**What is being asked:** Print every one of the records below verbatim, keeping each line unchanged.

**Records provided:**
- - -

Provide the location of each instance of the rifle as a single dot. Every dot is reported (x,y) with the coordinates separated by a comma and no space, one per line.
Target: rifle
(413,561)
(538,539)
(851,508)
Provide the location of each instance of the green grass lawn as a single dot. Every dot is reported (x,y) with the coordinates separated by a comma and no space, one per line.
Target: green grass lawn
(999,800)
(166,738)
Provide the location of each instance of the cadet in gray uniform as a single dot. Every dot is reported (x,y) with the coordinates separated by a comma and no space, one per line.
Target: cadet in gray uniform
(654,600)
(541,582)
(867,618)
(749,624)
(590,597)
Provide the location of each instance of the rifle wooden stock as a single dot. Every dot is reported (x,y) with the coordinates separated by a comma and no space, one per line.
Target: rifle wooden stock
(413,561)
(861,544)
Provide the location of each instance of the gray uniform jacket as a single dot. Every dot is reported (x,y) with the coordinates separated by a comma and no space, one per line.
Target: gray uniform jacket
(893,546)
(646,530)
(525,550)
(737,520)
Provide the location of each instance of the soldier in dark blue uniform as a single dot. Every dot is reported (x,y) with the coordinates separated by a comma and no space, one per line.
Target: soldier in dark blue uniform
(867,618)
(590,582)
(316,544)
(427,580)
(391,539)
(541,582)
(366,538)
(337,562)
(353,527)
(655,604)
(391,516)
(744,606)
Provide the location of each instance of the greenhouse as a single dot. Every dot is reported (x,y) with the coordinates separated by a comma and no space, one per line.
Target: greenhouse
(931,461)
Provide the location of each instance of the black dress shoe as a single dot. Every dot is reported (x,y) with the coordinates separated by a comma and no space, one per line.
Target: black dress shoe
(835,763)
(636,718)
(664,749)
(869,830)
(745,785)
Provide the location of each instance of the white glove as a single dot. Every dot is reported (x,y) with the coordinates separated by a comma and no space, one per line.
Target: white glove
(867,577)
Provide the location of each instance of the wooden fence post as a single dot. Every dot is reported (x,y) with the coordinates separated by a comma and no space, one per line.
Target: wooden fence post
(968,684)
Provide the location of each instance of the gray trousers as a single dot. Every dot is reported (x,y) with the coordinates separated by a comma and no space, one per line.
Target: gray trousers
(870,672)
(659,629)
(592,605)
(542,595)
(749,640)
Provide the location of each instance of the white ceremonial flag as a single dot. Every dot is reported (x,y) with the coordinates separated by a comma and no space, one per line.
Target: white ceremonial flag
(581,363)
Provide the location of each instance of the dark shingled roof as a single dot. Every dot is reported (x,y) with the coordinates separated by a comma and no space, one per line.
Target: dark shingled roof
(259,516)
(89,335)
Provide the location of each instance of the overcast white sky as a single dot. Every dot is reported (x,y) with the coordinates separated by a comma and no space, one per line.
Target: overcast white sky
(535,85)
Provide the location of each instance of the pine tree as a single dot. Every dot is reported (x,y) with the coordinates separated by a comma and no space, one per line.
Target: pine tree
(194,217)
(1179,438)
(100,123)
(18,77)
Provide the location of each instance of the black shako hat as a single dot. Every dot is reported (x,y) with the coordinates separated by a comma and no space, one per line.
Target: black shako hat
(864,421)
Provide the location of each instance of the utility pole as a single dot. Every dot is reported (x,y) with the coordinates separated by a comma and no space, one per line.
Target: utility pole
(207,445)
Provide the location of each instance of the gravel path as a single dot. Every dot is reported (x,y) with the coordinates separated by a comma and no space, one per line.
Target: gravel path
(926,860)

- - -

**Final result:**
Provide the location of each instance of the rifle as a single dot. Every dot is reported (x,y) with the coordinates separated by a comma and no space, one per line.
Target: rifle
(413,561)
(538,539)
(851,508)
Provide the location of each instance of the green grass lawn as a single dot. Every dot is reported (x,y) with the coordinates separated by a comma and no space, one per line.
Target: green grass lawn
(999,800)
(166,738)
Provide the location of each instance of the cadet in gray uniform as a single dot. Every dot is reported (x,y) with the coordinates separated by a comma and no space, one per line.
Target: cadet in gray uniform
(654,600)
(541,582)
(867,618)
(749,624)
(590,597)
Provide the location of each instance of the rifle wooden stock as a single dot. Every dot is reported (x,y) with the coordinates separated by a comma and no space, one per line.
Target: rifle wooden stock
(413,561)
(861,544)
Provide the location of each instance of the gray uniform jacket as a single dot. Every dot is reported (x,y) with the coordinates separated by a comma and no space, one per line.
Target: gray uniform jacket
(893,546)
(646,530)
(525,550)
(737,520)
Provide the location of each instance of the soldier in dark blue uniform as a single dot. Every dot is reported (x,y) with the coordinates separated by a comma and no space, one per line.
Target: soldier in dark blue uniform
(867,618)
(590,582)
(316,544)
(427,580)
(391,539)
(541,582)
(366,538)
(337,562)
(353,527)
(655,604)
(391,516)
(744,606)
Provide the location of each instance of the greenhouse as a single dot. Every dot is reported (x,y) with the coordinates separated by a comma and no space, one per line.
Target: greenhouse
(931,461)
Provide the location of each instance of the black dress shoe as a single dot. Every dot is reported (x,y) with the coordinates separated by a comma and no space, one per line.
Target: black dress shoe
(835,763)
(636,718)
(664,749)
(869,830)
(745,785)
Provide the location of each instance of the white glove as a single dot. Every dot is reported (x,y) with the coordinates separated by a comma and no space, one per line.
Target: white glove
(867,577)
Provide the location of each instance of the wooden fence post as a single dot. Every dot is reported (x,y) with the coordinates separated by a comma and no space, one per line.
Target: wooden fence post
(968,684)
Provide the location of each instance of the gray trousers as a single dot. Every dot is reported (x,y) with the coordinates separated by a comma and no space, one per line.
Target: gray trousers
(870,672)
(659,629)
(592,605)
(542,595)
(749,640)
Provide the location of each instance of the white ceremonial flag as a single dot. Every dot is reported (x,y) with the coordinates separated by a comma and no space, one per line.
Target: white ceremonial flag
(581,363)
Provide the location of each instance of the dark shingled roof as a single dot. Every dot is reported (x,y) with the coordinates separated by a comma and no space, one per line.
Target: dark shingled roof
(259,516)
(89,335)
Provide the location of each instance of the overcast white sky as a single dot. Every dot is reported (x,y) with the coordinates separated by a comma and no space, one per line.
Target: overcast white sky
(535,85)
Provide the location of each instance of the pine tree as a single dot. Every dot is reported (x,y) with the coordinates separated by a comma and no space, one per line.
Target: pine tree
(194,217)
(1179,438)
(100,123)
(18,77)
Provide the location of each instance of the black shako hat as a single dot. Every dot is reported (x,y) with the coordinates separated by a comma and no space, one per line.
Target: black shako hat
(864,421)
Provide the location of each instance of the utility pole as a single dot. Every dot is reported (x,y) with the coordinates separated by a comma and no space, one per line.
Target: utility pole
(207,445)
Provide the location of each instance of the gravel path as a single dot. Every dot is reported (x,y) with the coordinates separated by a comma and no space, one per line.
Target: gravel path
(926,860)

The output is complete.